Go from the first line below to the one with "Give them as" and print each line exactly.

•••••

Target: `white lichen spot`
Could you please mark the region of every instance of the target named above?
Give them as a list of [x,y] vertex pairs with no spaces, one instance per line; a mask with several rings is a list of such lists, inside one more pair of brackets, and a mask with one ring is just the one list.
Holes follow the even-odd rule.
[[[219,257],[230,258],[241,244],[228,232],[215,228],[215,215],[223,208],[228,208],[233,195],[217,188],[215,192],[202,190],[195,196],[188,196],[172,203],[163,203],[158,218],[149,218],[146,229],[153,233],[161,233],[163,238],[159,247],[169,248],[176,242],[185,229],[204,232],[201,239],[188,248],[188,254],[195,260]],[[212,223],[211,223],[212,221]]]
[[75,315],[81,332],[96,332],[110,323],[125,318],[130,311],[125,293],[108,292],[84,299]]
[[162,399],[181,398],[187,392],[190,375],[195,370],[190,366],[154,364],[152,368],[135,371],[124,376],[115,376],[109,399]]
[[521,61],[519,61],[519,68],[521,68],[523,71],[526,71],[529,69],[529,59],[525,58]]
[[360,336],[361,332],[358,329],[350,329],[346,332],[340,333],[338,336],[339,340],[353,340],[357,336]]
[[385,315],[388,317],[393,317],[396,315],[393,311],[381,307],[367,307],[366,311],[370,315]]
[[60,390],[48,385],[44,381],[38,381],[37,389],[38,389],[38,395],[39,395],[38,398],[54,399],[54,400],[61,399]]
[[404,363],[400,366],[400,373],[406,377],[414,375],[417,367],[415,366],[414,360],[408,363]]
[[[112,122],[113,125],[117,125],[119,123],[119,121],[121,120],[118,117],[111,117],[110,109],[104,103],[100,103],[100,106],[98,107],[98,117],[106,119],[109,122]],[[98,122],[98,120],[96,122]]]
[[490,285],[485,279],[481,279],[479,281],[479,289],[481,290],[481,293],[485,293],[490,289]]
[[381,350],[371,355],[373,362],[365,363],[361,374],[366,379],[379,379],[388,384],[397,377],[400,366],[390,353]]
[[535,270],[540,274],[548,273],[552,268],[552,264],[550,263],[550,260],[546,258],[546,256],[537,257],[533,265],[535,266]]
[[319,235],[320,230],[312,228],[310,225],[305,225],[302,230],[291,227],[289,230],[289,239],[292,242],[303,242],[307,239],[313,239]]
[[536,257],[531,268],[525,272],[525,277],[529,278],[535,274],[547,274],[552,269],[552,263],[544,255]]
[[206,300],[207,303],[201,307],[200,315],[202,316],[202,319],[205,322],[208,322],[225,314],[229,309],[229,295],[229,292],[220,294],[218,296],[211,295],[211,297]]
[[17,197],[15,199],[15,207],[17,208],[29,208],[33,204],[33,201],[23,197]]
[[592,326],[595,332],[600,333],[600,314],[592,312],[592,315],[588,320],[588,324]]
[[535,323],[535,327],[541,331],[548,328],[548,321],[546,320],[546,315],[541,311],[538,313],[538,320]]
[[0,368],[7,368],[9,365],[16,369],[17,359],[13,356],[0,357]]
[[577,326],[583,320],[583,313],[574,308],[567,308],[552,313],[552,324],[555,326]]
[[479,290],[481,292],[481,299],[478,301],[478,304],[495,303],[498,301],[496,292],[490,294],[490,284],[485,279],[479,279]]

•••••

## Problem solution
Target: `white lichen spot`
Could you please mark the region of every instance of the target named above?
Give them as a list of [x,y] vertex pairs with no spaces, one instance per line; a mask with several rings is a list of such lists, inside one more pair of brackets, and a mask with one ring is just the one list.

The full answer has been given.